Stored data
····················

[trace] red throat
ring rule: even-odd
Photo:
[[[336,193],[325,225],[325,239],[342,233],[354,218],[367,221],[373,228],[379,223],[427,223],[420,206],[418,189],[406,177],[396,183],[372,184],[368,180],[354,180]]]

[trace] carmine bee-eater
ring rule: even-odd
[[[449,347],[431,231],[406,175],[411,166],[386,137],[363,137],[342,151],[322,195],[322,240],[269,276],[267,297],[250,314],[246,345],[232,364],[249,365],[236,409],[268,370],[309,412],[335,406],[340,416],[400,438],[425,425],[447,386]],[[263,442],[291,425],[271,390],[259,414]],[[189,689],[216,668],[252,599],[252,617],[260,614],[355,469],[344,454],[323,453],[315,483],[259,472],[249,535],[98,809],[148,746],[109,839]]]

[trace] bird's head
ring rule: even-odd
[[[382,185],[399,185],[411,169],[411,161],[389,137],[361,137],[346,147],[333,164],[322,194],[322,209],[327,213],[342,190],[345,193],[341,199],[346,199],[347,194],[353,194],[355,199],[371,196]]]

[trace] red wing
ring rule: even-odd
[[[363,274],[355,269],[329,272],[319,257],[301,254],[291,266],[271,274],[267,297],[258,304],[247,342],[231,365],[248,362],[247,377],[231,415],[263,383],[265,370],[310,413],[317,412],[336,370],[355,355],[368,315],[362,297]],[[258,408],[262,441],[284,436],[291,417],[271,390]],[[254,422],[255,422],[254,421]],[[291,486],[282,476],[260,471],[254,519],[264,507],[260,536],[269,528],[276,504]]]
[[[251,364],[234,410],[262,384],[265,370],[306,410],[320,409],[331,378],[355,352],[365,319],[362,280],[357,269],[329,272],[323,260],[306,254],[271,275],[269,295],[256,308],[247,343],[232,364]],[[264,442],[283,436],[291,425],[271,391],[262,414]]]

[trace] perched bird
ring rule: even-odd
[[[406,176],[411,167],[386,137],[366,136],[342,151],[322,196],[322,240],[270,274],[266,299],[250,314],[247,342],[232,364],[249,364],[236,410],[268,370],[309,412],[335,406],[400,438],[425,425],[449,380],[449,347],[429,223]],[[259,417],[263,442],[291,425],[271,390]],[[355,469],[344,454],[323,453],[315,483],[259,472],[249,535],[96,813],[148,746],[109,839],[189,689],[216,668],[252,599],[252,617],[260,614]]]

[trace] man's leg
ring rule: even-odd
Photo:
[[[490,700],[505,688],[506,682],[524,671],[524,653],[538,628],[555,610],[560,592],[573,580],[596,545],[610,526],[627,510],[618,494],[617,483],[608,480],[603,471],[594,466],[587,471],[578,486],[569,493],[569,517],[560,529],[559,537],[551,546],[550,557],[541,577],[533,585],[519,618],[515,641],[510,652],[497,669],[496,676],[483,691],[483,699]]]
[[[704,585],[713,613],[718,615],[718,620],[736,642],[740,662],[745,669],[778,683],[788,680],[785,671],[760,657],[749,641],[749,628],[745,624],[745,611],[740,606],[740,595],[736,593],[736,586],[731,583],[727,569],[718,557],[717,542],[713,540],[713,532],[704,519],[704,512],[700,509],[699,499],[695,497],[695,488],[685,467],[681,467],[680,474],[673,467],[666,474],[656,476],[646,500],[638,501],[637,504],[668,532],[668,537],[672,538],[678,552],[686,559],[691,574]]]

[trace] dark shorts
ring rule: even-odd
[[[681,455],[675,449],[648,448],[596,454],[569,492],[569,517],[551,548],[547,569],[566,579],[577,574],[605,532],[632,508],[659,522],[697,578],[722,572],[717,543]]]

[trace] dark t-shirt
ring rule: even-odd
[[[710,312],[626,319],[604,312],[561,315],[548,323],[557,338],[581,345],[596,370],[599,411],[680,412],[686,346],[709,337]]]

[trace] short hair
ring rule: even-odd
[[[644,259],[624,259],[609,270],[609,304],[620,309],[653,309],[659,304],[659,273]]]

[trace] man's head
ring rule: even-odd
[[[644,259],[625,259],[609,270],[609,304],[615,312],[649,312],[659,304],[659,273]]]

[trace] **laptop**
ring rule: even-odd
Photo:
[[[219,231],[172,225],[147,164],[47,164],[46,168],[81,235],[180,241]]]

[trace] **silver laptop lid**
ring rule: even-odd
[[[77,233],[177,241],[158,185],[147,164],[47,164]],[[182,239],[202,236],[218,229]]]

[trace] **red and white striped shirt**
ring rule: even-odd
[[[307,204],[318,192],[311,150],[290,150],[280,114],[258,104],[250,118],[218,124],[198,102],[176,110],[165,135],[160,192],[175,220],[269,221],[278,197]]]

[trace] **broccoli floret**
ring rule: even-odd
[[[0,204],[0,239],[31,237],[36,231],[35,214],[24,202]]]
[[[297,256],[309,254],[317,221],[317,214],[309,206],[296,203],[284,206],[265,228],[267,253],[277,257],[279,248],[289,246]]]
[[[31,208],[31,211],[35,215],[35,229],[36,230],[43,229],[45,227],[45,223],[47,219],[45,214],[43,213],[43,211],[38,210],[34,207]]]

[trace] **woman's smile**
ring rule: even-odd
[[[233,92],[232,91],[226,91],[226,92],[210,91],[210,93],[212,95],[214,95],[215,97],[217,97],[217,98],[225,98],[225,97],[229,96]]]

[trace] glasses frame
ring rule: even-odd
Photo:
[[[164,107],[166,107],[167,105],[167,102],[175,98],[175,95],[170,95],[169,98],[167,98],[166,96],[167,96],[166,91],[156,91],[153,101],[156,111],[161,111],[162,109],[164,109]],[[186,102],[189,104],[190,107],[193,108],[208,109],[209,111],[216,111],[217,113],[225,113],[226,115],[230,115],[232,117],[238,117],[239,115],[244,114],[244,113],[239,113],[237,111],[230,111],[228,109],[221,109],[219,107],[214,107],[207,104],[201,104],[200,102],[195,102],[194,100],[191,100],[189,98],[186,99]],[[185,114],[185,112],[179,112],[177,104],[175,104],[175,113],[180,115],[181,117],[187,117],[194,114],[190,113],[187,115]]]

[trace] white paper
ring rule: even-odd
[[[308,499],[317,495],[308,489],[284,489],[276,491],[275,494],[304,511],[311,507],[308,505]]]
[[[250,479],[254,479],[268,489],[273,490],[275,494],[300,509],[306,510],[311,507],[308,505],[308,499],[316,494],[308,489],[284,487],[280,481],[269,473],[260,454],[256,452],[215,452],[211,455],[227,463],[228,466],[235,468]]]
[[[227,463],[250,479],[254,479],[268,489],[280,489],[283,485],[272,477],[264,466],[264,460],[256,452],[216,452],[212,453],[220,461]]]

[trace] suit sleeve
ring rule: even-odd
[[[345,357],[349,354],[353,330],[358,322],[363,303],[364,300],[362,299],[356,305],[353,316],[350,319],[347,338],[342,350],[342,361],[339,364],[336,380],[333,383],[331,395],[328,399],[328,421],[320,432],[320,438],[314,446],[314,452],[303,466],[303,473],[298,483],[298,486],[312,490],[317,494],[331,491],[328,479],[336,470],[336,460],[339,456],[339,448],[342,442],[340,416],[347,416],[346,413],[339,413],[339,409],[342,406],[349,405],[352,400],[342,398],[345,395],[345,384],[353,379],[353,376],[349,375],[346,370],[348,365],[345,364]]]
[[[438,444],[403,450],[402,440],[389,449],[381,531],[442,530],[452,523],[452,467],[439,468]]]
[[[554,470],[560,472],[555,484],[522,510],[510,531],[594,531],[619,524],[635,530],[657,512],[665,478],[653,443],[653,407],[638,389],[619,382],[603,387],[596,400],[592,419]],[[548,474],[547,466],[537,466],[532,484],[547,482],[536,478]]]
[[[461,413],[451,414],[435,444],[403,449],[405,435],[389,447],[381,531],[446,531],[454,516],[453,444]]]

····················

> **Task to complete**
Your task is to repeat the data exactly; please include every line.

> **Solved problem**
[trace] red throat
ring rule: even-odd
Photo:
[[[336,193],[325,225],[325,239],[342,233],[354,218],[367,221],[373,228],[379,223],[427,223],[420,206],[418,189],[406,177],[396,183],[372,184],[368,180],[354,180]]]

[trace] carmine bee-eater
ring rule: even-odd
[[[449,347],[431,231],[406,175],[411,166],[386,137],[363,137],[342,151],[322,195],[322,240],[269,276],[267,297],[250,314],[246,345],[232,364],[249,365],[236,409],[268,370],[309,412],[335,406],[340,416],[400,438],[425,425],[447,386]],[[263,442],[291,425],[271,390],[259,414]],[[189,689],[216,668],[252,599],[252,617],[260,614],[355,469],[344,454],[323,453],[315,483],[259,472],[249,535],[98,809],[148,746],[109,839]]]

[trace] bird's head
ring rule: even-odd
[[[382,185],[399,185],[411,169],[411,161],[389,137],[361,137],[346,147],[333,164],[322,194],[322,209],[327,213],[342,190],[345,193],[341,199],[346,199],[347,194],[353,194],[355,199],[371,196]]]

[trace] red wing
ring rule: even-odd
[[[363,274],[355,269],[329,272],[319,257],[301,254],[291,266],[271,274],[267,297],[258,304],[247,342],[231,365],[248,362],[247,377],[231,415],[263,383],[265,370],[310,413],[317,412],[336,370],[355,355],[368,315],[362,297]],[[258,408],[262,441],[284,436],[291,417],[271,390]],[[254,422],[255,422],[254,421]],[[291,486],[282,476],[260,471],[254,519],[264,507],[260,536],[269,528],[276,504]]]
[[[251,364],[234,410],[262,384],[265,370],[306,410],[320,409],[331,378],[355,352],[365,319],[362,280],[357,269],[329,272],[323,260],[306,254],[271,275],[269,295],[256,308],[247,343],[232,364]],[[264,442],[283,436],[291,425],[271,391],[262,414]]]

[trace] perched bird
ring rule: even-odd
[[[406,176],[411,167],[386,137],[366,136],[342,151],[322,196],[322,240],[270,274],[266,299],[250,314],[247,342],[232,364],[249,364],[236,410],[268,370],[309,412],[335,406],[400,438],[425,425],[449,380],[449,347],[429,223]],[[259,417],[263,442],[291,425],[271,390]],[[355,469],[344,454],[323,453],[315,483],[259,472],[249,535],[96,813],[148,746],[109,839],[189,689],[216,668],[252,599],[252,617],[260,614]]]

[trace] man's leg
ring rule: even-odd
Photo:
[[[490,700],[505,688],[506,682],[524,671],[524,653],[538,628],[555,610],[560,592],[573,580],[596,545],[610,526],[627,510],[618,494],[617,483],[608,480],[603,471],[594,466],[587,471],[578,486],[569,493],[569,517],[560,529],[559,537],[551,546],[550,557],[541,577],[533,585],[519,618],[515,641],[510,652],[497,669],[496,676],[483,691],[483,699]]]
[[[704,585],[713,613],[718,615],[718,620],[736,642],[740,662],[745,669],[778,683],[788,680],[785,671],[760,657],[749,641],[749,628],[745,624],[745,611],[740,606],[740,595],[736,593],[736,586],[731,583],[727,569],[718,557],[717,542],[713,540],[713,532],[704,519],[704,512],[700,509],[699,499],[695,497],[695,488],[685,467],[681,467],[680,474],[673,467],[666,474],[656,476],[646,500],[638,501],[637,504],[668,532],[668,537],[672,538],[678,552],[686,559],[691,574]]]

[trace] dark shorts
ring rule: even-odd
[[[681,455],[675,449],[648,448],[596,454],[569,492],[569,517],[551,548],[547,569],[566,579],[577,574],[605,532],[632,508],[659,522],[697,578],[722,572],[717,543]]]

[trace] dark t-shirt
ring rule: even-odd
[[[710,312],[626,319],[604,312],[561,315],[548,323],[557,338],[581,345],[596,370],[599,411],[680,412],[686,346],[709,337]]]

[trace] short hair
ring rule: even-odd
[[[644,259],[624,259],[609,270],[609,304],[620,309],[653,309],[659,304],[659,273]]]

[trace] man's head
ring rule: even-odd
[[[644,259],[625,259],[609,270],[609,304],[615,312],[649,312],[659,304],[659,273]]]

[trace] **laptop**
ring rule: even-odd
Photo:
[[[219,231],[172,225],[147,164],[47,164],[46,168],[81,235],[180,241]]]

[trace] **silver laptop lid**
ring rule: even-odd
[[[77,233],[177,241],[158,185],[147,164],[47,164]],[[182,239],[202,236],[218,229]]]

[trace] **red and white striped shirt**
ring rule: even-odd
[[[307,204],[318,192],[311,150],[290,150],[280,114],[258,104],[250,118],[218,124],[198,102],[176,110],[165,135],[160,192],[175,220],[269,221],[278,197]]]

[trace] **broccoli floret**
ring rule: even-odd
[[[0,204],[0,239],[31,237],[36,231],[35,214],[24,202]]]
[[[297,256],[309,254],[317,221],[317,214],[309,206],[296,203],[284,206],[265,228],[267,253],[277,257],[279,248],[289,246]]]
[[[31,208],[31,211],[35,215],[35,229],[36,230],[43,229],[45,227],[45,223],[47,219],[45,214],[43,213],[43,211],[38,210],[34,207]]]

[trace] **woman's smile**
ring rule: even-odd
[[[233,92],[232,91],[226,91],[226,92],[210,91],[210,93],[212,95],[214,95],[215,97],[217,97],[217,98],[225,98],[225,97],[229,96]]]

[trace] glasses frame
ring rule: even-odd
Photo:
[[[164,107],[166,107],[167,105],[167,102],[175,98],[175,95],[170,95],[169,98],[167,98],[166,96],[167,96],[166,91],[156,91],[153,101],[156,111],[161,111],[162,109],[164,109]],[[186,102],[189,104],[190,107],[193,108],[208,109],[209,111],[216,111],[217,113],[225,113],[226,115],[230,115],[232,117],[238,117],[239,115],[244,114],[244,113],[239,113],[237,111],[230,111],[228,109],[221,109],[219,107],[214,107],[207,104],[201,104],[200,102],[195,102],[194,100],[191,100],[189,98],[186,99]],[[185,114],[185,112],[179,112],[177,104],[175,104],[175,113],[180,115],[181,117],[187,117],[194,114],[190,113],[187,115]]]

[trace] white paper
ring rule: even-odd
[[[308,499],[317,495],[308,489],[284,489],[276,491],[275,494],[304,511],[311,507],[308,505]]]
[[[250,479],[254,479],[268,489],[273,490],[275,494],[300,509],[306,510],[311,507],[308,505],[308,499],[316,494],[308,489],[284,487],[280,481],[269,473],[260,454],[256,452],[215,452],[211,455],[227,463],[228,466],[235,468]]]
[[[227,463],[250,479],[254,479],[268,489],[280,489],[283,485],[272,477],[264,466],[264,460],[256,452],[216,452],[212,453],[220,461]]]

[trace] suit sleeve
ring rule: even-odd
[[[345,357],[349,354],[353,330],[358,322],[363,303],[364,300],[362,299],[356,305],[353,316],[350,319],[347,338],[342,350],[342,361],[339,364],[336,380],[333,383],[331,395],[328,399],[328,421],[320,432],[320,438],[314,446],[314,452],[303,466],[303,473],[298,483],[298,486],[312,490],[317,494],[331,491],[328,479],[336,470],[336,460],[339,456],[339,448],[342,442],[340,416],[347,416],[346,413],[339,413],[339,409],[342,406],[349,405],[352,400],[342,398],[345,395],[345,384],[353,379],[353,376],[349,375],[346,370],[348,365],[345,364]]]
[[[438,444],[403,450],[402,440],[389,449],[381,531],[442,530],[452,523],[452,467],[439,468]]]
[[[554,470],[560,472],[555,484],[522,510],[510,531],[594,531],[619,524],[635,530],[657,512],[665,478],[653,443],[653,407],[638,389],[619,382],[603,387],[596,400],[592,419]],[[548,474],[547,466],[537,466],[532,484],[547,482],[536,478]]]
[[[461,413],[451,414],[435,444],[403,449],[405,435],[389,447],[381,531],[446,531],[454,516],[453,444]]]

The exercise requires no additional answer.